- _Stored data entries_
┏━━

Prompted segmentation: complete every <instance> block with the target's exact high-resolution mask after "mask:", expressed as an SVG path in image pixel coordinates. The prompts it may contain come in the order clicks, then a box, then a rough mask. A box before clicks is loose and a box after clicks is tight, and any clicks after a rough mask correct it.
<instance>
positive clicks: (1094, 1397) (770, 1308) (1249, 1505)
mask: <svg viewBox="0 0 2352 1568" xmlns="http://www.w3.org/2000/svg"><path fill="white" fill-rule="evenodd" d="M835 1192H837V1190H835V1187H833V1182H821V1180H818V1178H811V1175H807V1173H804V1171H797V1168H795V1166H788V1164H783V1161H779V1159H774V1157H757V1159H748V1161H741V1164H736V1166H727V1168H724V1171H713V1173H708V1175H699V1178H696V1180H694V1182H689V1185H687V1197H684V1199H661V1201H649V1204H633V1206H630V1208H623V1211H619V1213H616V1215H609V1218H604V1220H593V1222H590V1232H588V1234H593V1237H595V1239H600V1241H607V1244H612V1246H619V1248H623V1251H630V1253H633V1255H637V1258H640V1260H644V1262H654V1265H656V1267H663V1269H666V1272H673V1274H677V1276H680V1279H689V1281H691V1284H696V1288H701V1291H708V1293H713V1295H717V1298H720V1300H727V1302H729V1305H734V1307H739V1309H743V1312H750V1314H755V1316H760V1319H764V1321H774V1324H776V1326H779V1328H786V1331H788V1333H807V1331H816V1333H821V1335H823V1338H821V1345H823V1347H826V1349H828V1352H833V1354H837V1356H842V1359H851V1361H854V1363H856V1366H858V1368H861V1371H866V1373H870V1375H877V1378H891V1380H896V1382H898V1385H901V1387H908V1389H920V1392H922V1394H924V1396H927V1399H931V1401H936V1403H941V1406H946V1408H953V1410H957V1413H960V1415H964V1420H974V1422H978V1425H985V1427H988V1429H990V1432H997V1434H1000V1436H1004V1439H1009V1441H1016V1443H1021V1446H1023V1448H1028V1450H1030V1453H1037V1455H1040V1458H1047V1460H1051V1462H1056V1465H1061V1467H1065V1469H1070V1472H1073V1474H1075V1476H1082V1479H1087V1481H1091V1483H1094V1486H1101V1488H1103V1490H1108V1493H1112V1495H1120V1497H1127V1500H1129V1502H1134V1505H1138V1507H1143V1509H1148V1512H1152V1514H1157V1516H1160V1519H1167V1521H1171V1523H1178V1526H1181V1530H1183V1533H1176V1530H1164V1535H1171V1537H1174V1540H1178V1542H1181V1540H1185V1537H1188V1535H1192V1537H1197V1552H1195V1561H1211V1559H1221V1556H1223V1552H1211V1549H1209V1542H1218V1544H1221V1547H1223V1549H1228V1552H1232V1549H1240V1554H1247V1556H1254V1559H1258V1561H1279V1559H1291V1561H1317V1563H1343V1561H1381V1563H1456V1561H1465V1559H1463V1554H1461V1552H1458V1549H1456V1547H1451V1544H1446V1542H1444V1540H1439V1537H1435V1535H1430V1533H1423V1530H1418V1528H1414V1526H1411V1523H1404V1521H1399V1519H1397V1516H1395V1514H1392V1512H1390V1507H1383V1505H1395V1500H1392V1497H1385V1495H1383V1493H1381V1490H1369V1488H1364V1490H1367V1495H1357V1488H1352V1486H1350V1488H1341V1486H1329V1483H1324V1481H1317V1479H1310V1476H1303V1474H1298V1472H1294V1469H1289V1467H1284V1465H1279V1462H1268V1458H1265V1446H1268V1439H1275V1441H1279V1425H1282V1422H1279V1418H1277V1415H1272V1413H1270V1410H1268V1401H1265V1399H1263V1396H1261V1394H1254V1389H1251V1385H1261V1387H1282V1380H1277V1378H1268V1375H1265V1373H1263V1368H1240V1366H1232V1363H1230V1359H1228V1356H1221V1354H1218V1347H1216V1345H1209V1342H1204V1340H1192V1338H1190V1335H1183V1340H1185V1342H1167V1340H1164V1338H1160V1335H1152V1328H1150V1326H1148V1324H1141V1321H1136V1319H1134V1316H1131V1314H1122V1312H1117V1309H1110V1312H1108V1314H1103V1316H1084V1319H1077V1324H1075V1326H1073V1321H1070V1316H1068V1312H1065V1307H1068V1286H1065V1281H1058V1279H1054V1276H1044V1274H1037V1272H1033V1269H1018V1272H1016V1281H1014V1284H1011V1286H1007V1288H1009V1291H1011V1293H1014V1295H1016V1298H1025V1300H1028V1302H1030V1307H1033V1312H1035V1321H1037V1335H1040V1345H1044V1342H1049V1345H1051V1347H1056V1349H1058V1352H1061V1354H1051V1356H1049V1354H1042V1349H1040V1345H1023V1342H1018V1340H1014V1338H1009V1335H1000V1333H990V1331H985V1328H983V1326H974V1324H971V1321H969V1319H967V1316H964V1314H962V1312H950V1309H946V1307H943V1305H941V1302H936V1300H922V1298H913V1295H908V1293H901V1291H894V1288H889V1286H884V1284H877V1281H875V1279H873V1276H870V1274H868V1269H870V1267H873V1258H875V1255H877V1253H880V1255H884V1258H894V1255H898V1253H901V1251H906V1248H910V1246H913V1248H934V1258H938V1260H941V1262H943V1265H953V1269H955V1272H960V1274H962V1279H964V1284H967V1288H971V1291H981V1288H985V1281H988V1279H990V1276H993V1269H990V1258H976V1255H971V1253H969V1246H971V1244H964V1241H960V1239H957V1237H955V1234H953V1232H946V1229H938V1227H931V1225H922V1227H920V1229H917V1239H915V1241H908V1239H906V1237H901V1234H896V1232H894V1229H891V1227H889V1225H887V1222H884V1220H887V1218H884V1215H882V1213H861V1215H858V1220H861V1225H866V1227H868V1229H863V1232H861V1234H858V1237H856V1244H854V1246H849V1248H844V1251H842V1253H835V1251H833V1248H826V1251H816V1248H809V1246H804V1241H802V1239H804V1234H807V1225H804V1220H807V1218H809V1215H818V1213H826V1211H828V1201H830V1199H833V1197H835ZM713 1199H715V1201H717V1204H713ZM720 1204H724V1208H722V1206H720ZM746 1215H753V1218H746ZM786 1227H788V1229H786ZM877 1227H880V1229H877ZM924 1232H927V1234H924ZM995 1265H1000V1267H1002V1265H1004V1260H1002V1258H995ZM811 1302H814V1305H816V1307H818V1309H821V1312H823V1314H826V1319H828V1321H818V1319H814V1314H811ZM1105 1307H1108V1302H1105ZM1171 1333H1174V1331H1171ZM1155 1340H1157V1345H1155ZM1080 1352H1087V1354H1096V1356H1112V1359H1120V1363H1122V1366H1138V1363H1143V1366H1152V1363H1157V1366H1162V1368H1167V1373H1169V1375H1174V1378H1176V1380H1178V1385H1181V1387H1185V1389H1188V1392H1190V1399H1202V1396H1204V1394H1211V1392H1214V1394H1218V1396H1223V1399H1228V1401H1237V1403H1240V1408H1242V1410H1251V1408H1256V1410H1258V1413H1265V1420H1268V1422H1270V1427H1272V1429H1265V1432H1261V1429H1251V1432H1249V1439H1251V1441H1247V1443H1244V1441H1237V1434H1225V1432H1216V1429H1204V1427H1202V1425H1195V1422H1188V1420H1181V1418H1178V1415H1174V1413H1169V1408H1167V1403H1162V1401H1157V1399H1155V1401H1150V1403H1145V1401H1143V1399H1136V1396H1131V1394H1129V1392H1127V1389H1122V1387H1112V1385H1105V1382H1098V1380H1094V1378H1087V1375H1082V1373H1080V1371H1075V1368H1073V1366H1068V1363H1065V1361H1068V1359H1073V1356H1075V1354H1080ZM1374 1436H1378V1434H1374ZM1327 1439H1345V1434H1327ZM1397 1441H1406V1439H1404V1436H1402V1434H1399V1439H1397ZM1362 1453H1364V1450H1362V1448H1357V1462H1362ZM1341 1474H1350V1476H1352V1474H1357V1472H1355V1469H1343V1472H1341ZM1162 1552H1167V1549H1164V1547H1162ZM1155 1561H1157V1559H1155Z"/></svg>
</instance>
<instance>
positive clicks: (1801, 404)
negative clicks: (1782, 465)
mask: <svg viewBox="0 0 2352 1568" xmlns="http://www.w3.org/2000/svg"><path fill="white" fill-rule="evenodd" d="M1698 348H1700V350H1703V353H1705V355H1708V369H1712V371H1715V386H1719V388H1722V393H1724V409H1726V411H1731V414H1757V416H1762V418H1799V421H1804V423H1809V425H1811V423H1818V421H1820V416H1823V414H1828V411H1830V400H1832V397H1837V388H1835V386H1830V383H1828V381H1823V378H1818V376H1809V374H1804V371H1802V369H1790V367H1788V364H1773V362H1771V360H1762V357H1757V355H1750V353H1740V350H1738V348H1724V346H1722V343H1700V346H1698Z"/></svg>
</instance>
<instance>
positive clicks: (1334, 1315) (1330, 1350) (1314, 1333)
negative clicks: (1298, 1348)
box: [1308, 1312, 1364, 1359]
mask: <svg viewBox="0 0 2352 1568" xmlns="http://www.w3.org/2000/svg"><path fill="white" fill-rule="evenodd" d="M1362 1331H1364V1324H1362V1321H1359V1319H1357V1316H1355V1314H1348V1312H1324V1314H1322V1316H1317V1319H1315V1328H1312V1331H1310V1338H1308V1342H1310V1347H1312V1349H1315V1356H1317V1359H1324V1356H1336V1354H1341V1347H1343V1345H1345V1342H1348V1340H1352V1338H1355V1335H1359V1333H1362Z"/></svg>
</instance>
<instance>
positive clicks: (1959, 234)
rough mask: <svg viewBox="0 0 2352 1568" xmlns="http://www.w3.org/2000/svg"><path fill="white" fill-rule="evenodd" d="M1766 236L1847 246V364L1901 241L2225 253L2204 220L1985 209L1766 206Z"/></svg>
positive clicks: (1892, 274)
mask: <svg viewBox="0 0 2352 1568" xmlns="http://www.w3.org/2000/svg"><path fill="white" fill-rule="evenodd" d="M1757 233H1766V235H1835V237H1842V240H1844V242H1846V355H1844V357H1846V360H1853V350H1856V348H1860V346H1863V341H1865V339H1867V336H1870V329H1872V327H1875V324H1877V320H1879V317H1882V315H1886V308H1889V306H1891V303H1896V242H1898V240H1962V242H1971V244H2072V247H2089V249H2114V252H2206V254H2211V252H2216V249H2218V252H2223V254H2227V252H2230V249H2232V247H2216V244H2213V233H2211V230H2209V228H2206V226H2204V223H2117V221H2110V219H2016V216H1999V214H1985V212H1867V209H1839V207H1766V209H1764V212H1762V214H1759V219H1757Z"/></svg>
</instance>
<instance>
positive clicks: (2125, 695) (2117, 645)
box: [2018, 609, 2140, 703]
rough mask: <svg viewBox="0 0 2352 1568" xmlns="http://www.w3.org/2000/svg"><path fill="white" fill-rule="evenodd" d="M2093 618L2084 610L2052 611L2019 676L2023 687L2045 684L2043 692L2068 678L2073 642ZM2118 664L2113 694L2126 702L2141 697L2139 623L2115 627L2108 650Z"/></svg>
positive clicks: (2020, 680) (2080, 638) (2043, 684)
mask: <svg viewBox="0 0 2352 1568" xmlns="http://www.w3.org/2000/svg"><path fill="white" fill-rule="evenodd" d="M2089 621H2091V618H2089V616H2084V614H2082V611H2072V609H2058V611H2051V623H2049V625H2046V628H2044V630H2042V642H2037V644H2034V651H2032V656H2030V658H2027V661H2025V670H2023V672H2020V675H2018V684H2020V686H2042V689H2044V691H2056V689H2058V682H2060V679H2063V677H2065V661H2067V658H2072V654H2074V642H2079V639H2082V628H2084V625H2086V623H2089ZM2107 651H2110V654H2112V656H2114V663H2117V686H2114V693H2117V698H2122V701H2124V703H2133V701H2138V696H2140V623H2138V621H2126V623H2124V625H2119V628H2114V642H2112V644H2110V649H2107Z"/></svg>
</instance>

┗━━

- _Exercise directions_
Convert the lines running from the start of the records through the line containing "positive clicks: (1094, 1397)", inclusive, into a numbered list, omitting any blank lines.

- _Worked solution_
1. Prompted segmentation: complete every <instance> block with the target's exact high-resolution mask after "mask:", expressed as an SVG path in image pixel coordinates. The prompts it may contain come in the order clicks, then a box, then a rough mask. A box before clicks is loose and a box after clicks is tight, and any clicks after a rough mask correct it.
2. <instance>
3. positive clicks: (1094, 1397) (770, 1308) (1249, 1505)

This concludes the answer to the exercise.